- WHAT YOU NEED TO DO -
Beginning at the line containing "of the pine", output every line to the end of the data below exactly as it appears.
________________________
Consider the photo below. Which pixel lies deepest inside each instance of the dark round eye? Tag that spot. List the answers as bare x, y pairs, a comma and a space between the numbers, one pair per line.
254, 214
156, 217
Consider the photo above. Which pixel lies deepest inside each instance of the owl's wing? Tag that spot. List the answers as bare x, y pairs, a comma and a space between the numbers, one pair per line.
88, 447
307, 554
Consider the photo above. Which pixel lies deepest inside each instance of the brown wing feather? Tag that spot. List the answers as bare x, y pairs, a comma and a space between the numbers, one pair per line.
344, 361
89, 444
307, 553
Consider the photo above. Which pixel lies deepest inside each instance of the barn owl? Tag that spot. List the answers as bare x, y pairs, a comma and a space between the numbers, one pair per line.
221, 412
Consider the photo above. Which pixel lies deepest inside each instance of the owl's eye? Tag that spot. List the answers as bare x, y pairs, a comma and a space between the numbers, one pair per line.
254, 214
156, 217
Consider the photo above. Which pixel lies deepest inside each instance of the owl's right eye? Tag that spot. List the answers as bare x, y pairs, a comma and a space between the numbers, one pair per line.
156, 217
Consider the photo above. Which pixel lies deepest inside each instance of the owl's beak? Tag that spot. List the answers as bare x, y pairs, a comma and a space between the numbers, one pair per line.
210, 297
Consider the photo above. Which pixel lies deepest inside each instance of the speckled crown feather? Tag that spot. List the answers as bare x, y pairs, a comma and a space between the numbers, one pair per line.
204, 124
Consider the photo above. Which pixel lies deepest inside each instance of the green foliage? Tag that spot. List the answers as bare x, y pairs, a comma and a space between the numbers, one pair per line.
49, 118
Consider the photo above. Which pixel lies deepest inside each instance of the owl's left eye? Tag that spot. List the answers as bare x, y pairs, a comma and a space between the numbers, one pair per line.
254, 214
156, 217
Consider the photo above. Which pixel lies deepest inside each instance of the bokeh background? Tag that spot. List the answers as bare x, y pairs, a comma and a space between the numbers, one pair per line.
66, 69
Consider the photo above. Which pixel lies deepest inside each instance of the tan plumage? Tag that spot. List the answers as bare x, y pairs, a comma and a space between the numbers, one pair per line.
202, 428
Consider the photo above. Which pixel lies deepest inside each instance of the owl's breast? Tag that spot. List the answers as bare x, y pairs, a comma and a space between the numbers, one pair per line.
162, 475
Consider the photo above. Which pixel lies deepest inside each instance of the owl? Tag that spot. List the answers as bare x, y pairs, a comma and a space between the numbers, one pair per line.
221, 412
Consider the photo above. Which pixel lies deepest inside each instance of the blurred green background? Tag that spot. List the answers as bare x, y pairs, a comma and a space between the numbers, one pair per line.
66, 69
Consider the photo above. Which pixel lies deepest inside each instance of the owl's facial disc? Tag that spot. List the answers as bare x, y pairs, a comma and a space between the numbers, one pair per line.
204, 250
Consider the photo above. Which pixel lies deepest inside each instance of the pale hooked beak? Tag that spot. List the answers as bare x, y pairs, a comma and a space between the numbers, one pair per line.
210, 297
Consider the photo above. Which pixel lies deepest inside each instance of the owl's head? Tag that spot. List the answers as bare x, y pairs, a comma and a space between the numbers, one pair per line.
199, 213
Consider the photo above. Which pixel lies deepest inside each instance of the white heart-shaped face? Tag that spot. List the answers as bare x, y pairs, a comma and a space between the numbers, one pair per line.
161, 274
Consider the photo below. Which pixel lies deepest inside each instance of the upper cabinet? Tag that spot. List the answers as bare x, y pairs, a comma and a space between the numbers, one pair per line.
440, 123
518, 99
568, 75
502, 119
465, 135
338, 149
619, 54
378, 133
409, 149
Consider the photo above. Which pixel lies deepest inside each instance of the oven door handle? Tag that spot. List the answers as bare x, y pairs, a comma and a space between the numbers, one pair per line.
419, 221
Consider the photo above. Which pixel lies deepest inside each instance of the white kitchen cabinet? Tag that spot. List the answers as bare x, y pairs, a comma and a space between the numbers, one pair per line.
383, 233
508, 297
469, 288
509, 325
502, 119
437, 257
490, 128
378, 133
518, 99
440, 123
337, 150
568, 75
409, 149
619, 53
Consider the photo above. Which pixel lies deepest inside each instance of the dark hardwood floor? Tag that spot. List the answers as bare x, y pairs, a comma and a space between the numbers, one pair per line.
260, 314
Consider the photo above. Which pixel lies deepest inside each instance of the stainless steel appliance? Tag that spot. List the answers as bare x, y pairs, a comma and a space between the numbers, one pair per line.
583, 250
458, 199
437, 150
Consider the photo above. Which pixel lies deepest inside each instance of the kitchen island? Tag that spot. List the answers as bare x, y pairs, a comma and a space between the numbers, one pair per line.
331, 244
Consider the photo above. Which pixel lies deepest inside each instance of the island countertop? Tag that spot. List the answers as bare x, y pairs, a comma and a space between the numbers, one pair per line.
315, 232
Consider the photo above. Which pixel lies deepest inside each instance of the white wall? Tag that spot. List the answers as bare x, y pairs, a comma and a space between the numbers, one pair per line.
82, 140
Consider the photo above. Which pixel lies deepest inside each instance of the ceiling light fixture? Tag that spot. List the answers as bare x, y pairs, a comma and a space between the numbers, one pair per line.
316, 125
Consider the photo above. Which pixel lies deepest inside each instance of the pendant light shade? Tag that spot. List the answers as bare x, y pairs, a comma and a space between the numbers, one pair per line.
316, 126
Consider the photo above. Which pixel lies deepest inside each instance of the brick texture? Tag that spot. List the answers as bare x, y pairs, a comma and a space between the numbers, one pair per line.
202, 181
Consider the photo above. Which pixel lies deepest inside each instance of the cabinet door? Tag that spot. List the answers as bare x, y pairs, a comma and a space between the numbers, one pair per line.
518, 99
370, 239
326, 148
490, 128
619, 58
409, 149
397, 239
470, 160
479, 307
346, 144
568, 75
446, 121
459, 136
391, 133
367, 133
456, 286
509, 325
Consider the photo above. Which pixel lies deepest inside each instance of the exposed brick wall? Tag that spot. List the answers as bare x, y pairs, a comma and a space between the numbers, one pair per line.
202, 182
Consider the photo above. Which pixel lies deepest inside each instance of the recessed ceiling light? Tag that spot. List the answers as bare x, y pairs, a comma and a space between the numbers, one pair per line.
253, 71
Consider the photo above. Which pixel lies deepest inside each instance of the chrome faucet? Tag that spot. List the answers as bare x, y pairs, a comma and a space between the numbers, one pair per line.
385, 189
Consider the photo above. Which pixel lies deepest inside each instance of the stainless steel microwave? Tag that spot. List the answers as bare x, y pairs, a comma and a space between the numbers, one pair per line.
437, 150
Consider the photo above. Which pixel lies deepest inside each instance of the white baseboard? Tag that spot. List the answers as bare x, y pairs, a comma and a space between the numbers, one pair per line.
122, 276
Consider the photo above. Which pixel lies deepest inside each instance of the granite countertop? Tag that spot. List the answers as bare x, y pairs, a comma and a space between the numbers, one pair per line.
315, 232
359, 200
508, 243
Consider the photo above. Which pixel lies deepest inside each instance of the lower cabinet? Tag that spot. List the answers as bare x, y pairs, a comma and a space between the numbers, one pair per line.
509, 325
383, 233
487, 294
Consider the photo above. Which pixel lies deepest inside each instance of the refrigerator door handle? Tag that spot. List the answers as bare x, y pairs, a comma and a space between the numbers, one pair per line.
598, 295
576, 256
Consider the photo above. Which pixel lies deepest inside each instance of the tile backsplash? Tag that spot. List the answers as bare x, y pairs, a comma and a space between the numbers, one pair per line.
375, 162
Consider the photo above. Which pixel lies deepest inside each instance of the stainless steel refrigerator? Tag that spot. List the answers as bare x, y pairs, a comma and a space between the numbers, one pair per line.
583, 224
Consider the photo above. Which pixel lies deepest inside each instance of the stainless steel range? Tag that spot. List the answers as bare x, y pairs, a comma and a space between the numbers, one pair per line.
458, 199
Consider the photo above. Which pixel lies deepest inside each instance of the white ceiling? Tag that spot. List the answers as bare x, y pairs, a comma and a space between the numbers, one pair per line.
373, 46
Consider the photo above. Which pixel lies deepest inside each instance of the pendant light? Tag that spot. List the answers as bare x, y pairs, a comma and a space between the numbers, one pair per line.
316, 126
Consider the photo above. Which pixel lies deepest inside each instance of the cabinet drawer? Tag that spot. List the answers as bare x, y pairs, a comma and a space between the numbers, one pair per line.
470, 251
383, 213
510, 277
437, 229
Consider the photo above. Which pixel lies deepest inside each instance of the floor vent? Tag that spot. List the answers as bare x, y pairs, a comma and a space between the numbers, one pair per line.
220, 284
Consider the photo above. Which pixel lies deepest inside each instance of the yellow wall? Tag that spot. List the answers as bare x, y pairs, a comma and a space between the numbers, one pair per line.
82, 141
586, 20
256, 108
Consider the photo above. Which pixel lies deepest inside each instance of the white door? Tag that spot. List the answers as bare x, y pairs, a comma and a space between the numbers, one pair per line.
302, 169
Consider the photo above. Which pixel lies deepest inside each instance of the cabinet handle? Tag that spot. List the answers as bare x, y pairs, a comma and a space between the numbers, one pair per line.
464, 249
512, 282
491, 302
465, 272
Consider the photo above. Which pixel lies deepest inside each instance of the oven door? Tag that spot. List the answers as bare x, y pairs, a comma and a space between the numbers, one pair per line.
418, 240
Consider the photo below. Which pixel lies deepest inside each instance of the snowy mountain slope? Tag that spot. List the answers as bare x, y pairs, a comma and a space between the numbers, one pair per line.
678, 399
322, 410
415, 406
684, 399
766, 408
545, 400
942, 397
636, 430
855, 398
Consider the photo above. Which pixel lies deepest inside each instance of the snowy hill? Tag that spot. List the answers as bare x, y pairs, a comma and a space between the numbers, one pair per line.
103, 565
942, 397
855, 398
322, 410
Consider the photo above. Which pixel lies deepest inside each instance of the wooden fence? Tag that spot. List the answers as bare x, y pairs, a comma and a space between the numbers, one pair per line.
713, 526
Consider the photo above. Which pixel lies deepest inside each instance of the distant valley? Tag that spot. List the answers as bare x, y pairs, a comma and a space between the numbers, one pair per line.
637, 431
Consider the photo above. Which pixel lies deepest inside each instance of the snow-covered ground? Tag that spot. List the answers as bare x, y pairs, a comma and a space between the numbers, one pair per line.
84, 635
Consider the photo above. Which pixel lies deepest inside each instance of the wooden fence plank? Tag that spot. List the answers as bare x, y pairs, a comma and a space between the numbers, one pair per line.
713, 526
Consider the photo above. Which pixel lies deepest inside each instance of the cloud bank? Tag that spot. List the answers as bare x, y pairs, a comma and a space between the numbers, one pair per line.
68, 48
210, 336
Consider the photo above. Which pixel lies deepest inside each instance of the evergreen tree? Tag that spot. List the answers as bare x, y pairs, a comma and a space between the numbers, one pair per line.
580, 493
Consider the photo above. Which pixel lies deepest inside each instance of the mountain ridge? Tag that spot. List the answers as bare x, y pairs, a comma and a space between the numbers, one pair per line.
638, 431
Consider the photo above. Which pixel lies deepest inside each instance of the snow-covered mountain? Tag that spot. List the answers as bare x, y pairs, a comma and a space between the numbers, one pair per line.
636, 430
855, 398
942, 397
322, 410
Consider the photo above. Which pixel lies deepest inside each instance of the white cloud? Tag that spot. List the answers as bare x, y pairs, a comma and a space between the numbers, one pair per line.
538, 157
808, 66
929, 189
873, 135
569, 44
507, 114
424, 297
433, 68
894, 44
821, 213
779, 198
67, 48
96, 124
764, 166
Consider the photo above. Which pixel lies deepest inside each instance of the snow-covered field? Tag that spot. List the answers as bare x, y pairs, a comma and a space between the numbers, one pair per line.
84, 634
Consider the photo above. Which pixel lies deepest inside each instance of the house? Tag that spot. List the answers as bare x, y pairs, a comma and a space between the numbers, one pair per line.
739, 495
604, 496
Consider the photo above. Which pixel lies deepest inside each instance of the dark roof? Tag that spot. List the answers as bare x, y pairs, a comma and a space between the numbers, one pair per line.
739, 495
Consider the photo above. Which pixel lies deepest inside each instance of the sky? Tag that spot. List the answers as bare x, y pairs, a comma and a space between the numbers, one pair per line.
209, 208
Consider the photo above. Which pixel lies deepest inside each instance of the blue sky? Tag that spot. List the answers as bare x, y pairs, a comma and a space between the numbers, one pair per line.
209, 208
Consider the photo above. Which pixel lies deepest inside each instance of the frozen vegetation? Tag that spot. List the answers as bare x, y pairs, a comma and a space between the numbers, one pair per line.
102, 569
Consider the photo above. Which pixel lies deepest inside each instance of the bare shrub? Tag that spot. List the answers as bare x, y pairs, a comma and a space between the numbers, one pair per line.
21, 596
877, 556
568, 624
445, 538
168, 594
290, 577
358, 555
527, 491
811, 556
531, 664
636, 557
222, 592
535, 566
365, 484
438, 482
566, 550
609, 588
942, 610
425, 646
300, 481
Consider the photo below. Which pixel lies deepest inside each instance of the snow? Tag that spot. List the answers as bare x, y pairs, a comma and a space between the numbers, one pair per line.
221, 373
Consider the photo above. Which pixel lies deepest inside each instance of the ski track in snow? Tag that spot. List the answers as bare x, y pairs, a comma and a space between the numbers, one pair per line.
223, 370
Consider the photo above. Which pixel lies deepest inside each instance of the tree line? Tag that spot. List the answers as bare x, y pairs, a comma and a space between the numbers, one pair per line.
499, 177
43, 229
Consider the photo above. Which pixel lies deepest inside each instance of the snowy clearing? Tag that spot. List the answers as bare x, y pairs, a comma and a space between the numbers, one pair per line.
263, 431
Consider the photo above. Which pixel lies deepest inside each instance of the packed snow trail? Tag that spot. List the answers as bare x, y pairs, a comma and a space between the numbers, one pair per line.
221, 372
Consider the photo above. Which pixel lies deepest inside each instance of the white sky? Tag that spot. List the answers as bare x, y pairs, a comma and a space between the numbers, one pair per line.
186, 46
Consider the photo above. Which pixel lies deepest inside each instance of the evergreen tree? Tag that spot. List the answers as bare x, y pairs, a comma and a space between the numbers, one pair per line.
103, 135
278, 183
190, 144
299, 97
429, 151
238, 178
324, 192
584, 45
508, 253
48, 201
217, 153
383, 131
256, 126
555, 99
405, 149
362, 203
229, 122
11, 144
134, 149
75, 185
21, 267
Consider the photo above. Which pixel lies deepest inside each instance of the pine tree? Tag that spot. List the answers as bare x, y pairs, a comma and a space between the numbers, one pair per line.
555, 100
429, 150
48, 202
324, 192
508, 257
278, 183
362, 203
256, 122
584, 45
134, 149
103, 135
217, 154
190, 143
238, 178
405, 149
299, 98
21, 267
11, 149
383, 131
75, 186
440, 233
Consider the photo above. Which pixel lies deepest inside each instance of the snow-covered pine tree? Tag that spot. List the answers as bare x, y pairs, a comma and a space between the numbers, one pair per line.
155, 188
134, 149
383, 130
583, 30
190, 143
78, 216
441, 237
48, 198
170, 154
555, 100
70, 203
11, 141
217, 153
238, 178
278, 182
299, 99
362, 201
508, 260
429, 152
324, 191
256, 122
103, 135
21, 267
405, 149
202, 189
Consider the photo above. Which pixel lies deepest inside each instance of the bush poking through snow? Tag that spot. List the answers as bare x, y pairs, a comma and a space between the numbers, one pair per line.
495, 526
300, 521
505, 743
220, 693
________________________
- EXERCISE SOLUTION -
Consider the photo above. Which pixel lies deepest inside each instance of the pine tree? Tag that spot. List the answers as bare x, y pairs, a comma and a space between the numbers, one pair per line.
555, 100
429, 150
48, 202
324, 192
508, 257
278, 183
362, 203
256, 122
584, 45
134, 149
103, 135
217, 154
190, 143
238, 178
405, 149
299, 98
21, 267
11, 149
383, 131
75, 186
440, 233
Consider the photo above. Which pixel lies deepest inside each instance of the snow-covered pine tree? Tag that spot. List the answers as bare x, y pairs, a comma and a space between the numbers, one pair per line.
155, 188
134, 149
383, 130
583, 30
190, 143
78, 216
441, 237
48, 198
170, 154
555, 100
70, 203
11, 141
217, 153
238, 178
278, 182
299, 99
362, 201
508, 260
429, 152
324, 191
256, 122
103, 135
21, 267
405, 149
202, 189
Consider the photo above. Which pixel lies deepest inside each instance of the bush poking through snow? Tag that spot. List the answers as bare x, y pairs, a comma and a space between the numbers, one pair per line.
495, 526
300, 521
505, 743
220, 693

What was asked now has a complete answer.